Requirements: Could you write out the records below exactly as they appear?

Data supplied:
━━━━━━━━━━━━━━━━━━━━

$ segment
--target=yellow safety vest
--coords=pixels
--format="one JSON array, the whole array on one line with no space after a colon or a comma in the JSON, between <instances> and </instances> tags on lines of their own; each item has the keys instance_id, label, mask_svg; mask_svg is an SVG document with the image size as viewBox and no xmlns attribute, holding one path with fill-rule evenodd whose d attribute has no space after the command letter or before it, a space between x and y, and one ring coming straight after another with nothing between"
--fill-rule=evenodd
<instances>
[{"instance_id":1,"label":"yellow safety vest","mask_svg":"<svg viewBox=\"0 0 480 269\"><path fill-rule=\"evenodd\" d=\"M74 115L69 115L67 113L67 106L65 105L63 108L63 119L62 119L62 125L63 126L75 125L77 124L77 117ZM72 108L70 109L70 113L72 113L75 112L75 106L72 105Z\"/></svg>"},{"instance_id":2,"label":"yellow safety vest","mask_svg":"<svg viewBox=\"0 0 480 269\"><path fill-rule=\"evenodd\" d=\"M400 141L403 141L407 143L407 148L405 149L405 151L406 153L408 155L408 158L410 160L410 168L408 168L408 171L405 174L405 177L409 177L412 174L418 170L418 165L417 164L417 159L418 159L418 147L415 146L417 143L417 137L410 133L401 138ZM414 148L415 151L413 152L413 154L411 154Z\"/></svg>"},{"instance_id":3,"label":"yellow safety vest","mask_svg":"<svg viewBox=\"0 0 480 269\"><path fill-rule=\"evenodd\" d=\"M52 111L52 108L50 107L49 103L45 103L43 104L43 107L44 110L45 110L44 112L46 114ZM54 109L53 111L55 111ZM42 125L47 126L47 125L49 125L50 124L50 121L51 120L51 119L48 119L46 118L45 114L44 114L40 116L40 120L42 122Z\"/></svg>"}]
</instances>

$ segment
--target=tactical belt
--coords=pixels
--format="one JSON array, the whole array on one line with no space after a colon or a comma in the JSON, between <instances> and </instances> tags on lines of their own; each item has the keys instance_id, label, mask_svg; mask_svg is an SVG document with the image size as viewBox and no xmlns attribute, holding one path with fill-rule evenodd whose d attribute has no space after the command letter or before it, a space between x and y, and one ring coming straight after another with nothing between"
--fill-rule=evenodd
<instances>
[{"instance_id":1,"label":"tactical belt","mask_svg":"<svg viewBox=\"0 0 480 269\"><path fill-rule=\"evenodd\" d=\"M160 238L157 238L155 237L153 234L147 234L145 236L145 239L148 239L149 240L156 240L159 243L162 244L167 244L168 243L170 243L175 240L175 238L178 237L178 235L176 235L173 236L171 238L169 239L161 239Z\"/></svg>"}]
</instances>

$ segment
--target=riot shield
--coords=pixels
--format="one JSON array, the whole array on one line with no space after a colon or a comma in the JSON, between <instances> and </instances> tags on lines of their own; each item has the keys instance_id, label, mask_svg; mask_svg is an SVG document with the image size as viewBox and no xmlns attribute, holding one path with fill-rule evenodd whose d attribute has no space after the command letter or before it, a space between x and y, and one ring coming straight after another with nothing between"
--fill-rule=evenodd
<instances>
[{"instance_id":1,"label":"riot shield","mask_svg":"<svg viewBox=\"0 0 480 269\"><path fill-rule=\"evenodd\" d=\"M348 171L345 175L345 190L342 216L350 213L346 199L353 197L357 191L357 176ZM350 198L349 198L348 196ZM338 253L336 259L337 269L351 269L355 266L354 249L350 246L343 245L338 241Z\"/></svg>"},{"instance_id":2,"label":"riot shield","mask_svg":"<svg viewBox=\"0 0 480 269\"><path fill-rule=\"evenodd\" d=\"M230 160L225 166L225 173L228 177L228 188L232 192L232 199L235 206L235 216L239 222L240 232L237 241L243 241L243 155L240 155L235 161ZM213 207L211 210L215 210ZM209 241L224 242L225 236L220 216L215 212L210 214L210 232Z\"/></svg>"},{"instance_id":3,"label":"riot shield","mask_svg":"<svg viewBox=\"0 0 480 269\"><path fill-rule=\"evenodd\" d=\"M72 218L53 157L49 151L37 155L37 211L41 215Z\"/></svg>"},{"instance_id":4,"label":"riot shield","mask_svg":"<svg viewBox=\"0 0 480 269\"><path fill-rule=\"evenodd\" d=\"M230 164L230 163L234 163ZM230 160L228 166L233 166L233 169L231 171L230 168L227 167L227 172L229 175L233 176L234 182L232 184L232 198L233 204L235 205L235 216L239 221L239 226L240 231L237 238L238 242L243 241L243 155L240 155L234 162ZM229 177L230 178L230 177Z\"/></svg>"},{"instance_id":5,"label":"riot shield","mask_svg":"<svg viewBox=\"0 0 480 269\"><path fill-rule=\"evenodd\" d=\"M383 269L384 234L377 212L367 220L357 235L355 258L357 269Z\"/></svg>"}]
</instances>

━━━━━━━━━━━━━━━━━━━━

Problem solution:
$ segment
--target=yellow safety vest
--coords=pixels
--format="one JSON array, the whole array on one line with no space after a colon or a comma in the JSON, between <instances> and </instances> tags on lines of their own; each item has the keys instance_id, label, mask_svg; mask_svg is an SVG document with the image size as viewBox and no xmlns attribute, holding one path with fill-rule evenodd whose d attribute has no space after the command letter or before it, a space between x and y, and one ring coming straight after another with nothing between"
--fill-rule=evenodd
<instances>
[{"instance_id":1,"label":"yellow safety vest","mask_svg":"<svg viewBox=\"0 0 480 269\"><path fill-rule=\"evenodd\" d=\"M74 115L69 115L67 113L67 106L65 105L63 108L63 119L62 119L62 125L63 126L75 125L77 124L77 117ZM72 108L70 109L70 113L72 113L75 112L75 106L72 105Z\"/></svg>"},{"instance_id":2,"label":"yellow safety vest","mask_svg":"<svg viewBox=\"0 0 480 269\"><path fill-rule=\"evenodd\" d=\"M400 141L403 141L407 143L407 148L405 149L405 151L406 153L408 155L408 158L410 160L410 168L408 168L408 171L405 174L405 177L409 177L412 174L418 170L418 165L417 164L417 159L418 159L418 147L415 146L417 143L417 137L410 133L401 138ZM414 148L415 151L413 152L413 154L411 154Z\"/></svg>"},{"instance_id":3,"label":"yellow safety vest","mask_svg":"<svg viewBox=\"0 0 480 269\"><path fill-rule=\"evenodd\" d=\"M52 111L52 108L50 107L49 103L45 103L43 104L43 107L44 110L45 110L44 112L46 114ZM54 109L53 111L55 111ZM42 125L47 126L47 125L49 125L50 124L50 121L51 120L51 119L48 119L46 118L45 114L44 114L40 116L40 120L42 122Z\"/></svg>"}]
</instances>

$ segment
--target=tactical belt
--coords=pixels
--format="one JSON array, the whole array on one line with no space after a colon or a comma in the JSON, between <instances> and </instances> tags on lines of their own; each item has the keys instance_id, label, mask_svg; mask_svg is an SVG document with the image size as viewBox and no xmlns attribute, holding one path with fill-rule evenodd whose d attribute has no space after the command letter or before it, a space between x and y, and one ring coming straight after another with nothing between"
--fill-rule=evenodd
<instances>
[{"instance_id":1,"label":"tactical belt","mask_svg":"<svg viewBox=\"0 0 480 269\"><path fill-rule=\"evenodd\" d=\"M160 238L157 238L155 237L153 234L147 234L145 236L145 239L148 239L149 240L156 240L159 243L162 244L167 244L168 243L170 243L175 240L175 238L178 237L178 235L176 235L173 236L171 238L169 239L161 239Z\"/></svg>"}]
</instances>

$ segment
--target=riot shield
--coords=pixels
--format="one JSON array, the whole array on one line with no space after a colon or a comma in the JSON, between <instances> and </instances> tags on lines of their own; each item has the keys instance_id, label, mask_svg; mask_svg is an SVG document with the image size as viewBox and no xmlns attribute, holding one path with fill-rule evenodd whose d attribute has no space after the command letter or before it, a space between x and y, and one ring coming straight after another with nothing between"
--fill-rule=evenodd
<instances>
[{"instance_id":1,"label":"riot shield","mask_svg":"<svg viewBox=\"0 0 480 269\"><path fill-rule=\"evenodd\" d=\"M348 171L345 175L345 190L342 216L350 213L346 199L353 197L357 191L357 176ZM350 198L349 198L348 196ZM338 253L336 259L337 269L351 269L355 266L354 249L350 246L343 245L338 241Z\"/></svg>"},{"instance_id":2,"label":"riot shield","mask_svg":"<svg viewBox=\"0 0 480 269\"><path fill-rule=\"evenodd\" d=\"M230 160L225 166L225 173L228 177L228 188L232 192L232 199L235 206L235 216L239 222L240 232L237 241L243 241L243 155L240 155L235 161ZM213 207L211 210L215 210ZM209 241L224 242L225 236L220 216L215 212L210 214L210 232Z\"/></svg>"},{"instance_id":3,"label":"riot shield","mask_svg":"<svg viewBox=\"0 0 480 269\"><path fill-rule=\"evenodd\" d=\"M72 218L53 157L49 151L37 155L37 211L41 215Z\"/></svg>"},{"instance_id":4,"label":"riot shield","mask_svg":"<svg viewBox=\"0 0 480 269\"><path fill-rule=\"evenodd\" d=\"M230 164L230 163L234 163ZM230 160L228 166L233 166L233 169L231 171L230 168L227 167L227 172L229 175L233 176L234 182L232 184L232 198L233 204L235 205L235 216L239 221L239 226L240 231L237 238L238 242L243 241L243 155L240 155L234 162ZM229 177L230 178L230 177Z\"/></svg>"},{"instance_id":5,"label":"riot shield","mask_svg":"<svg viewBox=\"0 0 480 269\"><path fill-rule=\"evenodd\" d=\"M383 269L384 234L377 212L367 220L357 235L355 258L357 269Z\"/></svg>"}]
</instances>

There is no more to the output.